- **Request**:
Print every line of the records below verbatim, changing no character.

- **Dataset records**:
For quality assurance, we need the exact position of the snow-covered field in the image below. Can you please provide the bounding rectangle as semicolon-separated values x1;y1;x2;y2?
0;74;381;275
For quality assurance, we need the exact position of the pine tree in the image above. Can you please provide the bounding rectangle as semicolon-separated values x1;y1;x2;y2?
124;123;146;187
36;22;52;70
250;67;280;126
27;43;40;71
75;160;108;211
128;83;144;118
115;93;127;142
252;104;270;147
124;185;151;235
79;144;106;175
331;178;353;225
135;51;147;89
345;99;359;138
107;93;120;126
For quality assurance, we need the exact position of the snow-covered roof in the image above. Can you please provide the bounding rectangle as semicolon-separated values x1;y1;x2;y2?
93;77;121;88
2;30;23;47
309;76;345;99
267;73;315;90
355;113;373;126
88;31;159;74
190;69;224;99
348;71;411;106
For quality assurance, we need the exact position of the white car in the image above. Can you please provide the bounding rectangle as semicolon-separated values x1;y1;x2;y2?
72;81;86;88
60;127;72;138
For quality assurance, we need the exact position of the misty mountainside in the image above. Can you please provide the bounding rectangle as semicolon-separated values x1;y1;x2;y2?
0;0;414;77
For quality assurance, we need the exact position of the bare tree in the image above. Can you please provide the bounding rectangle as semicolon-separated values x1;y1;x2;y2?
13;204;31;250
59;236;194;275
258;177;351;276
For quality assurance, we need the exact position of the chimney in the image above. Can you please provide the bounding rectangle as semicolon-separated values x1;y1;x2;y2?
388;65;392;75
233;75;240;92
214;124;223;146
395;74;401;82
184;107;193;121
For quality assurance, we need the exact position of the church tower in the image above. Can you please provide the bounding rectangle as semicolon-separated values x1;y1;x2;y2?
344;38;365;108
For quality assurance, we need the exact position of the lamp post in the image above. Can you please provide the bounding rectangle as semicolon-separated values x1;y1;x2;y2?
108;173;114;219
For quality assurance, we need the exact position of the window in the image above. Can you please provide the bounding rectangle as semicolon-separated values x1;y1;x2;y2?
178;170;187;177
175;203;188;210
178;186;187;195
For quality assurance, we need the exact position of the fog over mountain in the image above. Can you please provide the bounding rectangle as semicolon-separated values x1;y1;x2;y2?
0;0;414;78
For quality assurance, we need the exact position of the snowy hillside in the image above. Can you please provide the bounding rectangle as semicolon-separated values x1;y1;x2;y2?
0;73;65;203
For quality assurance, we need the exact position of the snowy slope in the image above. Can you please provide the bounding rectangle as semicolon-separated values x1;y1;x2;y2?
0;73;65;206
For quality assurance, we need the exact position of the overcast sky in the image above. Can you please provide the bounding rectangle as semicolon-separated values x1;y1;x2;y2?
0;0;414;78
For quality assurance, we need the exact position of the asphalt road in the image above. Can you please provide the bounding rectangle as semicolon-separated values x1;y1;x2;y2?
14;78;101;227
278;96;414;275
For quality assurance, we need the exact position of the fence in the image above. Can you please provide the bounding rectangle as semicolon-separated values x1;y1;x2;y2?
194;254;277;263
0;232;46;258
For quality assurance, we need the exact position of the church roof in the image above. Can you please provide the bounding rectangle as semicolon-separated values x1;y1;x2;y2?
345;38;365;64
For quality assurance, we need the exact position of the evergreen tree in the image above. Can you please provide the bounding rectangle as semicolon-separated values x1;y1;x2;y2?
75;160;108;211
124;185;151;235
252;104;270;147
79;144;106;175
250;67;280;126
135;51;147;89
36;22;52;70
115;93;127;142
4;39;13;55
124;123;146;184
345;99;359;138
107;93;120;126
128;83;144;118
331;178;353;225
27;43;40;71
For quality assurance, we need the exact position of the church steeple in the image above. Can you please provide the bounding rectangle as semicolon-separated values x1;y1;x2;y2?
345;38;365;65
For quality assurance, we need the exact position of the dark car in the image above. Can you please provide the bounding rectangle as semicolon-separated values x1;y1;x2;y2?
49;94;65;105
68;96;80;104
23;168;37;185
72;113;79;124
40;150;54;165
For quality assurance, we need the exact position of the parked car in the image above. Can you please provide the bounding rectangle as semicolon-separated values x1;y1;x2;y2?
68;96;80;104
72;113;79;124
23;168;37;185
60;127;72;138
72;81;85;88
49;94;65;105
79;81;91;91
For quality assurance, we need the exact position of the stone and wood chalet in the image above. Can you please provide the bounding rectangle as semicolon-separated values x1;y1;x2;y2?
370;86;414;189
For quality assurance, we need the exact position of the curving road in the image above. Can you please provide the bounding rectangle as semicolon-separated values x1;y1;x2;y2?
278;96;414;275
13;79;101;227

- **Written answer**:
For quality assurance, we need the exact position of the snow-covered field in the image below. Can you please provide the bounding rectangle as semicolon-separated values x1;y1;x2;y2?
0;74;381;275
For quality assurance, we need the exact position of the pine tree in the image above. Can you please provide the bounding rectangle as semicolon-separated values x1;y1;x2;y2?
124;123;146;187
36;22;52;70
250;67;280;126
27;43;40;71
75;160;108;211
128;83;144;118
115;93;127;142
252;104;270;147
124;185;151;235
79;144;106;175
331;178;353;225
135;51;147;89
345;99;359;138
107;93;120;126
For quality assurance, we need the exact position of the snow-covered roof in the image above. Can you please provide the bounding rectangle as semicolon-separated values x1;y1;x2;y2?
93;77;121;88
2;30;23;47
309;76;345;99
267;73;315;90
355;113;373;126
88;31;159;74
190;69;224;99
348;71;411;106
For quality assurance, we need the exact position of the white car in the image above. Can you please provide the bounding rectangle as semicolon-separated values x1;y1;x2;y2?
72;81;86;88
60;127;72;138
For quality assurance, we need the exact position of the misty mountainside in the image above. Can you please provide the bounding rectangle as semicolon-separated values x1;y1;x2;y2?
0;0;414;77
For quality assurance, we need the exact position of the bare tree in the image above. Can you please provide the bounding rectangle as semicolon-separated values x1;y1;x2;y2?
13;204;31;250
59;236;194;275
258;177;351;276
For quality assurance, we need the exact position of the chimney in the image above. Can you please provide the bounding rectangle as semicolon-separated values x1;y1;x2;y2?
388;65;392;75
233;75;240;92
214;124;223;146
395;74;401;82
184;107;193;121
For quality assurance, we need the exact position of the church tower in the image above. Can you please provide the bounding rectangle as semicolon-separated values x1;y1;x2;y2?
344;38;365;108
For quality assurance, we need the exact position of the lamp post in the image above. Can you please provide the bounding rectangle as semicolon-separated values x1;y1;x2;y2?
108;173;114;219
For quality assurance, we need the exact position of the window in the image above. Can you please provide the bounding rectangle as semicolon-separated values x1;y1;x2;y2?
178;170;187;177
175;203;188;210
178;186;187;195
For quality assurance, we need the exact position of the fog over mountain in the image above. Can you please provide the bounding rectangle as semicolon-separated values x1;y1;x2;y2?
0;0;414;78
For quality assurance, we need the exact position of the snowy hillside in the image above. Can you please provide the bounding rectangle as semicolon-separated values x1;y1;x2;y2?
0;73;65;203
For quality assurance, we need the exact position of the snowy slope in the image above. Can you please provide the bounding rectangle as semicolon-separated values x1;y1;x2;y2?
0;73;65;206
For quality assurance, we need the exact position of the overcast sky in the image above. Can you please provide the bounding rectangle as semicolon-separated values x1;y1;x2;y2?
0;0;414;78
For quality assurance, we need the exact position of the asphalt road in the image above. Can you please provide the bounding rectangle as semicolon-separated values x1;y1;x2;y2?
14;78;101;227
278;96;414;275
For quality assurance, we need the exact position of the fence in the image above. Can you please provide the bounding rectangle as semicolon-separated values x1;y1;x2;y2?
194;254;277;263
0;232;46;258
For quality assurance, we need the exact position of the church roof in the image above. Can you please provide the bounding rectangle as semicolon-separated values x1;y1;x2;y2?
345;38;365;64
For quality assurance, we need the exact position of the evergreen tree in the image above. Can you please provide the bounding rectangle as semicolon-separated values x1;y1;x2;y2?
75;160;108;211
124;185;151;235
252;104;270;147
79;144;106;175
250;67;280;126
135;51;147;89
36;22;52;70
115;93;127;142
4;39;13;55
124;123;146;184
345;99;359;138
107;93;120;126
128;83;144;118
331;178;353;225
27;43;40;71
For quality assurance, we need the exact position of the church steeple in the image above. Can you please provide the bounding rectangle as semicolon-separated values x1;y1;x2;y2?
345;38;365;65
For quality assurance, we need the exact position of the dark car in the image above. Can you please provide the bounding rectangle as semicolon-separated values x1;y1;x2;y2?
49;94;65;105
68;96;80;104
23;168;37;185
72;113;79;124
40;150;54;165
For quality assurance, we need the exact position of the parked car in the image above. Can you please provide the bounding rectangle as semicolon-separated values x1;y1;x2;y2?
68;96;80;104
72;113;79;124
23;168;37;185
60;127;72;138
72;81;85;88
49;94;65;105
79;81;91;91
For quality assurance, we need the exact position of the stone and wood chalet in the image above. Can you please provide the bounding rectangle as semicolon-separated values x1;y1;x2;y2?
370;86;414;189
For quality assurance, we need the exact position of the curving road in the image above. Can you please provide the bounding rectangle as semicolon-separated values x1;y1;x2;y2?
278;96;414;275
13;79;101;227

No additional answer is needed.